DOCUMENT EXTRACT:
━━━━━━━━━━━━━━━━━━━━━━━━━━━━━━

US President Joe Biden’s administration is to build a section of border wall in southern Texas, in an effort to stop rising levels of unauthorised immigration across the US-Mexico border.
Key points:
- Building a wall was a signature policy of former president Donald Trump, and was fiercely opposed by Democrats
- Mr Biden said in 2020 “there will not be another foot of wall constructed on my administration”
- The move marks the Biden administrations first use of sweeping executive powers
The White House announced it waived 26 federal laws in South Texas to allow border wall construction, marking the administration’s first use of a sweeping executive power employed often during the Trump presidency.
During his presidential campaign in 2020, Mr Biden said he would not tear down parts of the barrier built during the Trump administration, but that he would cease construction.
“There will not be another foot of wall constructed on my administration,” he told US news outlet NPR at the time.
The Department of Homeland Security posted the announcement on the US Federal Registry with few details outlining the construction in Starr County, Texas, which is part of a busy Border Patrol sector seeing “high illegal entry.”
According to government data, about 245,000 illegal entries have been recorded so far this fiscal year in the Rio Grande Valley Sector which contains 21 counties.

━━━━━━━━━━━━━━━━━━━━━━━━━━━━━━

TASKS FOR THIS EXERCISE:
1. Could you copy everything in the Biden border wall article from "During his presidential" down to "at the time.", swapping "NPR" for "National Public Radio"?
2. Would you carry on with the Biden border wall article from the point where it stops?
The items have nothing to do with the Biden border wall article.

Dataset excerpts:

━━━━━━━━━━━━━━━━━━━━━━━━━━━━━━

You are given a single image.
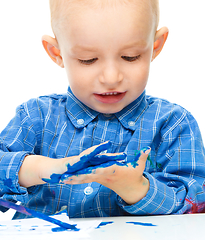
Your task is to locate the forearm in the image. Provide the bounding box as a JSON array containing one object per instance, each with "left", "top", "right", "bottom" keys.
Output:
[
  {"left": 117, "top": 176, "right": 149, "bottom": 205},
  {"left": 18, "top": 155, "right": 45, "bottom": 188},
  {"left": 18, "top": 155, "right": 68, "bottom": 188}
]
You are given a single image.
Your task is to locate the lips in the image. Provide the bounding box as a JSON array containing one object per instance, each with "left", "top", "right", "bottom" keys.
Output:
[{"left": 94, "top": 92, "right": 126, "bottom": 104}]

━━━━━━━━━━━━━━━━━━━━━━━━━━━━━━

RESULTS BY TASK:
1.
During his presidential campaign in 2020, Mr Biden said he would not tear down parts of the barrier built during the Trump administration, but that he would cease construction.
“There will not be another foot of wall constructed on my administration,” he told US news outlet National Public Radio at the time.

2.
“There is presently an acute and immediate need to construct physical barriers and roads in the vicinity of the border of the United States in order to prevent unlawful entries into the United States in the project areas,” Alejandro Mayorkas, the DHS secretary, stated in the notice.
The Clean Air Act, Safe Drinking Water Act and Endangered Species Act were some of the federal laws waived by DHS to make way for construction that will use funds from a congressional appropriation in 2019 for border wall construction.
The waivers avoid time-consuming reviews and lawsuits challenging violation of environmental laws.
Starr County’s hilly ranch lands, sitting between Zapata and McAllen, Texas, is home to about 65,000 residents sparsely populating about 3,108 square kilometres that form part of the Lower Rio Grande Valley National Wildlife Refuge.
Trump ‘awaits’ Biden’s apology
Building a wall was a signature policy of former President Donald Trump, and was fiercely opposed by Democrats.
Mr Trump took to his own social media site, Truth Social, to demand an apology from Mr Biden.
“So interesting to watch Crooked Joe Biden break every environmental law in the book to prove that I was right when I built 560 miles of brand new, beautiful border wall,” he wrote.
“As I have stated often, over thousands of years, there are only two things that have consistently worked, wheels, and walls!
“I will await his apology!”
‘Horrific step backwards’
Although no maps were provided in the announcement, CBP announced the project in June and began gathering public comments in August when it shared a map of the additional construction that can add up to 32 kilometres to the existing border barrier system in the area.
Starr County Judge Eloy Vera said it will start south of the Falcon Dam and go past Salineño, Texas.
“The other concern that we have is that area is highly erosive. There’s a lot of arroyos,” Eloy Vera, the county judge said, pointing out the creeks cutting through the ranch land and leading into the river.
Concern is shared with environmental advocates who say structures will run through public lands, habitats of endangered plants and species like the Ocelot, a spotted wild cat.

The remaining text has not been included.